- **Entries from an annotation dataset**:

((

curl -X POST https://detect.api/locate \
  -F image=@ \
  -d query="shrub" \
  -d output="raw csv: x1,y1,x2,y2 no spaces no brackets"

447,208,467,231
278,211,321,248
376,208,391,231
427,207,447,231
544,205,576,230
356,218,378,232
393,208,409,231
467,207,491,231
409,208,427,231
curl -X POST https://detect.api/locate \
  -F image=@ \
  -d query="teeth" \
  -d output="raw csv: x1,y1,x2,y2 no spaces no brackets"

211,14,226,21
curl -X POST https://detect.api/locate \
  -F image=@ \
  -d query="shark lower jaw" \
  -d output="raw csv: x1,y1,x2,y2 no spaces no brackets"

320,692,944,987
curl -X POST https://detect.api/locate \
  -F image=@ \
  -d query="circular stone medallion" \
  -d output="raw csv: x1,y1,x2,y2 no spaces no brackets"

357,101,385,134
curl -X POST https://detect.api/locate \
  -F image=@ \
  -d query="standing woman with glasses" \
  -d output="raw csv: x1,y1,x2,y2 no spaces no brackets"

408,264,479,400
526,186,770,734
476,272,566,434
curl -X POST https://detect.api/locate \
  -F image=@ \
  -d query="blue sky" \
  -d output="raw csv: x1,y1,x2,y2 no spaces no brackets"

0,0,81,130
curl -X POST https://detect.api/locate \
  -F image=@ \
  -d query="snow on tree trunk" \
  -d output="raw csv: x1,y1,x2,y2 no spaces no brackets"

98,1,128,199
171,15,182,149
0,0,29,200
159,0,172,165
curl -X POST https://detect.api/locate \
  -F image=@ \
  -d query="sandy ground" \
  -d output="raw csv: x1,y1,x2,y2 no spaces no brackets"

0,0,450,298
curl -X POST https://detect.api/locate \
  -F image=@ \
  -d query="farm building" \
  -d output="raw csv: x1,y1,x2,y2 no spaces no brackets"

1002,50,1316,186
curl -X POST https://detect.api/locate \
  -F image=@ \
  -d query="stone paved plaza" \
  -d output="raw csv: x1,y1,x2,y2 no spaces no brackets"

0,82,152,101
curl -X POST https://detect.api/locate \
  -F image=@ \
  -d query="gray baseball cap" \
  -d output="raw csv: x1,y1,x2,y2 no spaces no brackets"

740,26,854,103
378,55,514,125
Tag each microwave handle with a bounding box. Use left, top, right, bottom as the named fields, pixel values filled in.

))

- **Aim**:
Print all of the material above, line for line, with no changes.

- **Result below**:
curl -X POST https://detect.api/locate \
  -F image=@ \
  -d query="shrub" \
  -d output="raw csv: x1,y1,x2,y2 no spaces no brackets"

447,208,467,231
278,211,321,248
376,208,391,231
427,207,447,231
544,205,576,230
356,218,378,232
393,208,409,231
467,207,491,231
409,208,427,231
curl -X POST https://detect.api/locate \
  -F image=@ \
  -d query="teeth" \
  -d output="raw csv: x1,y1,x2,y2 no spaces no brackets"

211,14,226,21
curl -X POST https://detect.api/locate \
  -F image=@ \
  -d query="shark lower jaw" \
  -d output="raw csv: x1,y1,x2,y2 no spaces no brackets"

320,692,944,987
curl -X POST https://detect.api/locate \
  -F image=@ \
  -d query="circular stone medallion" \
  -d output="raw csv: x1,y1,x2,y2 no spaces no brackets"

357,101,385,134
curl -X POST https://detect.api/locate \
  -F image=@ \
  -d query="standing woman with glasses" \
  -d output="raw csv: x1,y1,x2,y2 no spaces no brackets"

408,264,479,400
526,186,770,734
476,272,566,434
curl -X POST https://detect.api/locate \
  -F image=@ \
  -d query="blue sky" \
  -d output="raw csv: x1,y1,x2,y2 no spaces no brackets"

0,0,81,130
curl -X POST https://detect.api/locate \
  -F image=@ \
  -d query="snow on tree trunk" \
  -d output="raw csv: x1,y1,x2,y2 no spaces no brackets"

98,1,128,199
171,15,182,149
0,0,29,200
159,0,172,165
curl -X POST https://detect.api/locate \
  -F image=@ \
  -d query="sandy ground" \
  -d output="raw csv: x1,y1,x2,y2 no spaces no brackets"

0,0,450,298
curl -X POST https://detect.api/locate \
  -F image=@ \
  -d query="farm building" \
  -d output="raw csv: x1,y1,x2,y2 no spaces no brackets"

1002,50,1316,186
curl -X POST https://detect.api/locate \
  -F image=@ \
  -d query="stone paved plaza" \
  -d output="raw csv: x1,y1,x2,y2 no spaces no brackets"

0,82,152,101
curl -X POST https://detect.api/locate \
  -F image=@ \
  -d query="gray baseball cap" \
  -d output="raw csv: x1,y1,x2,y2 no spaces no brackets"

740,26,854,103
378,55,514,125
Tag each microwave handle with a bounding box. Use left, top, right, bottom as the named fields, pixel values filled in.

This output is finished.